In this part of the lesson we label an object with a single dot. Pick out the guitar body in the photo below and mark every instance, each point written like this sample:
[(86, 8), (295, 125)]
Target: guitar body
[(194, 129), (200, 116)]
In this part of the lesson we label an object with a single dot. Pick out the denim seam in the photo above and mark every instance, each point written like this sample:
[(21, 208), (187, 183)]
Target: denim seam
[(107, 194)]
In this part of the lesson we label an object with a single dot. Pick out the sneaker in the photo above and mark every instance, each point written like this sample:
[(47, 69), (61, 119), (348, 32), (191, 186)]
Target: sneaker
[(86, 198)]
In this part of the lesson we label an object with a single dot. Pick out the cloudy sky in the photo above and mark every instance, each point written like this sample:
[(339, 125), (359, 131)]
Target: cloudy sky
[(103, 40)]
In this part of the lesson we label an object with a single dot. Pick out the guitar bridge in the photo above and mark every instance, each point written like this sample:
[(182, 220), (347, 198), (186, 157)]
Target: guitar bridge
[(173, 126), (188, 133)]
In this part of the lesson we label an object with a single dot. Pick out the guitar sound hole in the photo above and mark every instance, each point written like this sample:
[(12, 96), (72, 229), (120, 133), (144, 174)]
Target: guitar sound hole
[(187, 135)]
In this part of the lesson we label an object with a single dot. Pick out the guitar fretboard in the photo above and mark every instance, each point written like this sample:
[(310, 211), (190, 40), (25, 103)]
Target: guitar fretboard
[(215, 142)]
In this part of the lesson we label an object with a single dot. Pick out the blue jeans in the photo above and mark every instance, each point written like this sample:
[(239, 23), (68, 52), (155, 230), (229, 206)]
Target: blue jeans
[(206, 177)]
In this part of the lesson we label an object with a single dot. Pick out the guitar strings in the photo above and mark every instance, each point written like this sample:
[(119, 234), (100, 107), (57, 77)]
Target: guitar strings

=-=-=

> _TO DO_
Take the stretch from the line containing "the guitar fretboard" through the end of the data above and write it out again, requests included, scaling each coordinate in the answers by 1.25 and rounding to whole numbers, with halves rounded up. Leave the numbers in the requests and their format samples unchanged.

> _EXERCISE SOLUTION_
In this part of the lesson we label an object with a single dot. Pick out the guitar fretboard in the photo above and mark every instance, each point written like this sample:
[(310, 211), (190, 40), (25, 103)]
Target: guitar fretboard
[(269, 178)]
In this part of the lesson we label an object with a single dot. Pick out the blue jeans in the photo above and mark every instance, each point written like this sample:
[(239, 23), (68, 52), (155, 230), (229, 206)]
Target: blue jeans
[(258, 221)]
In this part of the lesson we label an object with a single dot. Pick out the guitar strings in the photo above and mark every instance, each point written like this sample:
[(119, 234), (100, 107), (57, 77)]
Target: guitar strings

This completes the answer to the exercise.